Before I was diagnosed with bipolar I led a sort of ordinary life. I had friends. I worked. I dated. I actively volunteered with my local church congregation. I mothered my daughter.
Before I was diagnosed with bipolar I didn't suddenly wake up one day with my world turned upside down. It was a gradual thing that started slowly and then spiraled quickly out of control. I can remember things I did that I'm embarrassed to admit to now. The time my daughter "helped" me rearrange my bedroom and broke a bunch of things on my dresser. I freaked out. Total overreaction. Out of proportion with the situation, and and almost out-of-body experience.
Then there were the times I couldn't go to work. I would plead headaches, and since I got migraines it seemed logical. But the truth was I just couldn't get out of bed. I would have days I could force myself to work, then one day I wouldn't be able to move. Then after a few days I could get out of bed and force myself back to work. I lost a few jobs because of my "headaches."
The times I drank too much. Self-medicating is the term used in the profession, but at the time it simply was a coping mechanism. I embarrassed myself more than once because of this, usually because of the depression, but at times because of the mania. I would get crazy and do things I would normally never do. Flirt with lots of men. Go out and party until really late, then come home and talk til the early hours. Just staying up with a rush of energy that wouldn't slow down.

===============

» THE TASK: Reproduce the part of the passage about life before a bipolar diagnosis that begins at the words "Before I was diagnosed with bipolar I led" and ends after the words "almost out-of-body experience.", keeping every word and mark unchanged.

[Referring expression pointing data]

===============

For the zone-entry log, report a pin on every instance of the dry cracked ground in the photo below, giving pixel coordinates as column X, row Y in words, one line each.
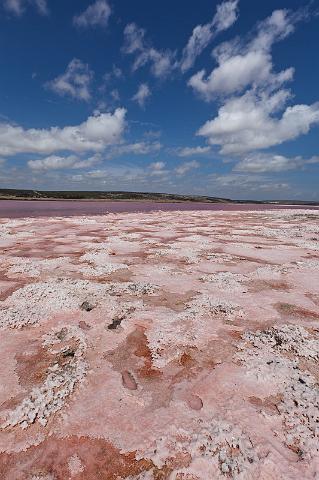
column 169, row 345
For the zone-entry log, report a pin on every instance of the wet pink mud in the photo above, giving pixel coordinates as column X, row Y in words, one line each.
column 164, row 345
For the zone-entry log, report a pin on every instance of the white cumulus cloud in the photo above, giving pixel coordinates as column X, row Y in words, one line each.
column 162, row 62
column 186, row 167
column 95, row 134
column 250, row 122
column 244, row 65
column 75, row 82
column 97, row 14
column 56, row 162
column 142, row 94
column 190, row 151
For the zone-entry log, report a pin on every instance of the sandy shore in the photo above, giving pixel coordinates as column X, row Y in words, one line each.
column 164, row 345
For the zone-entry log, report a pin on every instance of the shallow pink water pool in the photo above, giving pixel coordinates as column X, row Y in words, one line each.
column 49, row 208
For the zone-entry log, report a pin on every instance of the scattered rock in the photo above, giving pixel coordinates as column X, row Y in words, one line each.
column 87, row 306
column 195, row 402
column 128, row 380
column 116, row 322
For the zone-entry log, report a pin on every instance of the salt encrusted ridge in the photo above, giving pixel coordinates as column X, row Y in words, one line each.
column 227, row 445
column 52, row 296
column 265, row 357
column 68, row 347
column 180, row 331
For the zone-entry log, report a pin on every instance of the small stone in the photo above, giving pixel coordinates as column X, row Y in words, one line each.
column 195, row 402
column 225, row 468
column 128, row 380
column 87, row 306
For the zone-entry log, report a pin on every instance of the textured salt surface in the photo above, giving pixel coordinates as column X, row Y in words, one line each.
column 164, row 345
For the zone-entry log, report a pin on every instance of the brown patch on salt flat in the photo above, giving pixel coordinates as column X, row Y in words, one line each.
column 173, row 301
column 290, row 310
column 260, row 285
column 268, row 405
column 129, row 353
column 32, row 365
column 100, row 460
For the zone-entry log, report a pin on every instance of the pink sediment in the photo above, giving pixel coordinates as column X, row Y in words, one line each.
column 164, row 345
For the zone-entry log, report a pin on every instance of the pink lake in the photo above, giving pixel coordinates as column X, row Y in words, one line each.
column 48, row 208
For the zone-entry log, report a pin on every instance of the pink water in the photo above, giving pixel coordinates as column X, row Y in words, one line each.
column 47, row 208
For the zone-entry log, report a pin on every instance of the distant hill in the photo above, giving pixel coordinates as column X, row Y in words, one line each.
column 87, row 195
column 13, row 194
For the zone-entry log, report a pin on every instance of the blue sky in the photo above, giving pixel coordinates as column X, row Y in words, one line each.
column 213, row 98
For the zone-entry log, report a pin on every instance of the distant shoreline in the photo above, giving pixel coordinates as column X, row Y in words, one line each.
column 142, row 197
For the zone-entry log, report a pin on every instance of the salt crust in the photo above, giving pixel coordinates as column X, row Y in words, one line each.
column 50, row 297
column 272, row 356
column 67, row 346
column 179, row 331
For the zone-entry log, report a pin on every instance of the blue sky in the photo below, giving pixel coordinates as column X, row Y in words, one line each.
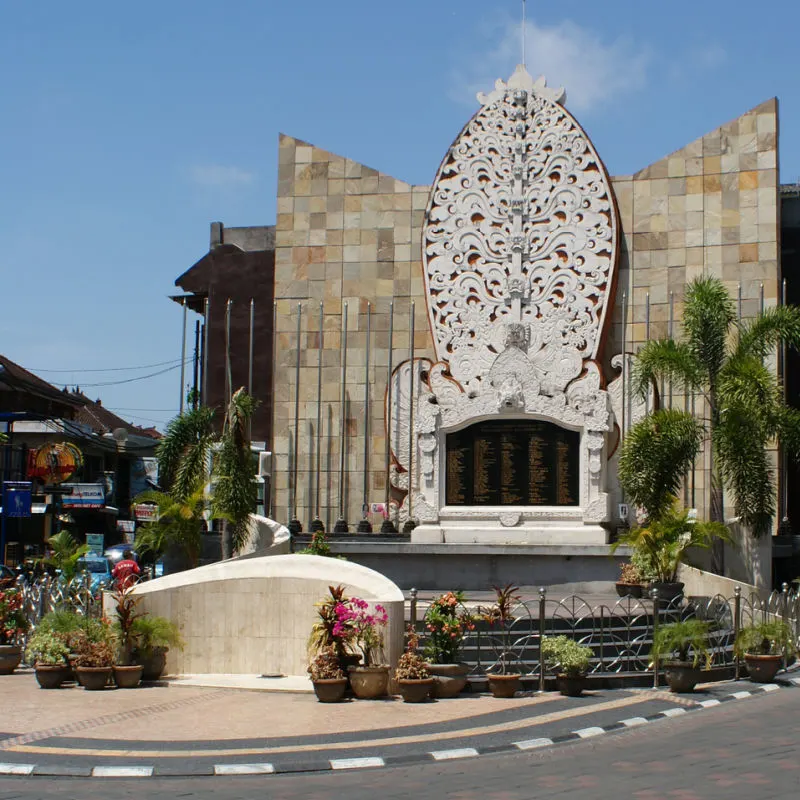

===============

» REPLY TO THE TASK:
Before I was diagnosed with bipolar I led a sort of ordinary life. I had friends. I worked. I dated. I actively volunteered with my local church congregation. I mothered my daughter.
Before I was diagnosed with bipolar I didn't suddenly wake up one day with my world turned upside down. It was a gradual thing that started slowly and then spiraled quickly out of control. I can remember things I did that I'm embarrassed to admit to now. The time my daughter "helped" me rearrange my bedroom and broke a bunch of things on my dresser. I freaked out. Total overreaction. Out of proportion with the situation, and and almost out-of-body experience.